━━ 原文 ━━
案例五:脊椎前移疾病的风险识别
背景介绍
数据来源
人的脊柱是由很多块脊椎组成的。通常情况下,脊椎就像积木一样叠成一列。如果其中的一小块骨头出了毛病,一块脊椎从正常的位置滑开,就会造成脊椎滑动,也就是脊椎前移。它是一种在老人、儿童、运动员等人群中特别常见的骨科疾病。
本数据集来自欧洲某家医院的100位已康复的骨科住院病人的生物力学特性检测资料,临床医生想从中快速发现为数不多的脊椎前移风险较高的患者。这里,我们运用异常值检测的方法,对这些病人进行初步筛选。
数据集的下载链接如下:
http://pw7x36qrk.bkt.clouddn.com/vertebral_column.csv
字段含义
特征变量名称 | 特征变量含义 |
---|---|
pelvic incidence | 盆腔发病率 |
pelvic tilt | 骨盆倾斜 |
lumbar lordosis angle | 腰椎前凸角 |
sacral slope | 骶部斜坡 |
pelvic radius | 骨盆半径 |
grade of spondylolisthesis | 脊椎滑脱分级 |
数据预处理
数据质量检查
已完成,此处不考虑。
数据清洗
已完成,此处不考虑。
特征选择
由于该数据集中所有6个字段都有临床分析意义,因此我们将其全部投入使用。
━━━
● 任务要求
把原文中以"本数据集来自欧洲某家医院"开头的那段改写成简短的要点列表,保留其主要事实。 下面各行与原文无关,是单独提供的材料。
━━ 待析数据 ━━
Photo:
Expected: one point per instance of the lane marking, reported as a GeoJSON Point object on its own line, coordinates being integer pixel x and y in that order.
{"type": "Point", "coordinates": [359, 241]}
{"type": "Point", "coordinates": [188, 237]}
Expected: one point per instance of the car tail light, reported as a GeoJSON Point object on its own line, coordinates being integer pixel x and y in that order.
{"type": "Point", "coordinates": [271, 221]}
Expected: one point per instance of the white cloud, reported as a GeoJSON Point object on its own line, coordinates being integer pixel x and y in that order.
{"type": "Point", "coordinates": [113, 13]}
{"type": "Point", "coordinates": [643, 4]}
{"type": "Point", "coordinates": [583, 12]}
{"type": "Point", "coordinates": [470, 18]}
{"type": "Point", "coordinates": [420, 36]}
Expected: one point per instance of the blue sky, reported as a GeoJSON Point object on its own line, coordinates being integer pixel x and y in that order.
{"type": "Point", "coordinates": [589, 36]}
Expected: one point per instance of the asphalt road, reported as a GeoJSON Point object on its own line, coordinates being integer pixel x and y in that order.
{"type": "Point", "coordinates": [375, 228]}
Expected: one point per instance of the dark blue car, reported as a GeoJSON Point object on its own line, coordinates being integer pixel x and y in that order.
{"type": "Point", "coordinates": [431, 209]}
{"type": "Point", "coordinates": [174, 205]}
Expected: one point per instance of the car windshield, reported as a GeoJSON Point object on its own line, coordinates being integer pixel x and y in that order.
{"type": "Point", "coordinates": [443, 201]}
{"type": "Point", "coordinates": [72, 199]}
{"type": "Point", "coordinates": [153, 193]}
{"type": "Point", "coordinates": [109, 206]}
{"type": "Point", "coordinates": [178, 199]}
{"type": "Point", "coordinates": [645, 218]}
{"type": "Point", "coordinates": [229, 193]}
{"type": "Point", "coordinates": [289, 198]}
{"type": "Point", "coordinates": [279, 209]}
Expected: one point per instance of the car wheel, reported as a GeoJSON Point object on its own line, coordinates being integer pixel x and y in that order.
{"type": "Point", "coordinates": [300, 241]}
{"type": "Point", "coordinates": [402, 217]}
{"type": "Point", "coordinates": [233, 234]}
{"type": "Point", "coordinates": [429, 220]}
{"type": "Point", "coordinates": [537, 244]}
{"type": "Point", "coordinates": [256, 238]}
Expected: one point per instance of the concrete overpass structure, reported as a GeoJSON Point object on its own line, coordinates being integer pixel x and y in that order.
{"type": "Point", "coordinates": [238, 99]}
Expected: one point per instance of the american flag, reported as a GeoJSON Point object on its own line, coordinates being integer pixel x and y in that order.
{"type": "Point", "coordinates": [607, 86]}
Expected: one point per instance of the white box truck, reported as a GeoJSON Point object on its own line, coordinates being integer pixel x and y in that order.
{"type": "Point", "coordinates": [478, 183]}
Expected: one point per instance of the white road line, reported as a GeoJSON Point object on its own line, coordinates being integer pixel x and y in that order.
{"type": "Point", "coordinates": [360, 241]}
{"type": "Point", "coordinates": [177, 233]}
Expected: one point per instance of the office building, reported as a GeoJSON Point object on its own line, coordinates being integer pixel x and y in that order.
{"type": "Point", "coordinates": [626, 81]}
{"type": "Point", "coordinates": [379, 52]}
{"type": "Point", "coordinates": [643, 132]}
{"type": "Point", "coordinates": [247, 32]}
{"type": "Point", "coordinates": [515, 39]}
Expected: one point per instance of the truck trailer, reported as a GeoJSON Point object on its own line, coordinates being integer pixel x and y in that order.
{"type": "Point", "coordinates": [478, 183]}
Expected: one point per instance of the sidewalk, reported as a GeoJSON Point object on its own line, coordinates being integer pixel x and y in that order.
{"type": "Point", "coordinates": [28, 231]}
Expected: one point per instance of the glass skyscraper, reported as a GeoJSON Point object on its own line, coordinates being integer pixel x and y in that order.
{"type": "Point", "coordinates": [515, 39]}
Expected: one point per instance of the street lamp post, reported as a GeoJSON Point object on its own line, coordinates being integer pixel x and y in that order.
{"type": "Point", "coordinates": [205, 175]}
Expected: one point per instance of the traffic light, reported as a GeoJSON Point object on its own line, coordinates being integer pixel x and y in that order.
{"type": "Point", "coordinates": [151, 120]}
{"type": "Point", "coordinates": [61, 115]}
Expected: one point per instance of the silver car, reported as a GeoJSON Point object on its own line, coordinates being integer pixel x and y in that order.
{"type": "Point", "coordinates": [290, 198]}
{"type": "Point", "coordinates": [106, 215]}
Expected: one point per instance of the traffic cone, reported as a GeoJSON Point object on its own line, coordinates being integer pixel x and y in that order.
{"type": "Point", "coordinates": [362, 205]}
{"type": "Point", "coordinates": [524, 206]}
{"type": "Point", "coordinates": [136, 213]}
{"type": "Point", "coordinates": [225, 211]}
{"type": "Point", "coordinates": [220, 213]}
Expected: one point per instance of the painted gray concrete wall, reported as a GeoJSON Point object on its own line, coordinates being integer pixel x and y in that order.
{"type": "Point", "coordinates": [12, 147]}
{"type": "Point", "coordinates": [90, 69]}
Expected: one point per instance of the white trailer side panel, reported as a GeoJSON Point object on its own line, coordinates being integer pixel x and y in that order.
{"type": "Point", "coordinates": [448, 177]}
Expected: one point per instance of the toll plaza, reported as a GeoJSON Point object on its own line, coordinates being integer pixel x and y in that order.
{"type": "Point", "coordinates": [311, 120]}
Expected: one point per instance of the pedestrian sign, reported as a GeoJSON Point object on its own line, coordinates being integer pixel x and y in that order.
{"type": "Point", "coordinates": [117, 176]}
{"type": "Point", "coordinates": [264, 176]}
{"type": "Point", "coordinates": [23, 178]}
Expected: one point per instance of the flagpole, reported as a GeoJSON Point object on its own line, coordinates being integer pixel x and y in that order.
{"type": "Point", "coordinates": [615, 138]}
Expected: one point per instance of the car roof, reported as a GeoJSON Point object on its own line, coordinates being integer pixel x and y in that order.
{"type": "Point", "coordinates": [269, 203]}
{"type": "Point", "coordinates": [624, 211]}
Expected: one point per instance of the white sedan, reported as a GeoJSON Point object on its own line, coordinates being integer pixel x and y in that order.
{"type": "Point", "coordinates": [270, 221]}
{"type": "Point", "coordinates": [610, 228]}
━━━
● 参考答案
- 数据:欧洲某医院100位已康复骨科住院病人的生物力学特性检测资料
- 目标:临床医生希望快速找出少数脊椎前移风险较高的患者
- 方法:用异常值检测对这些病人做初步筛选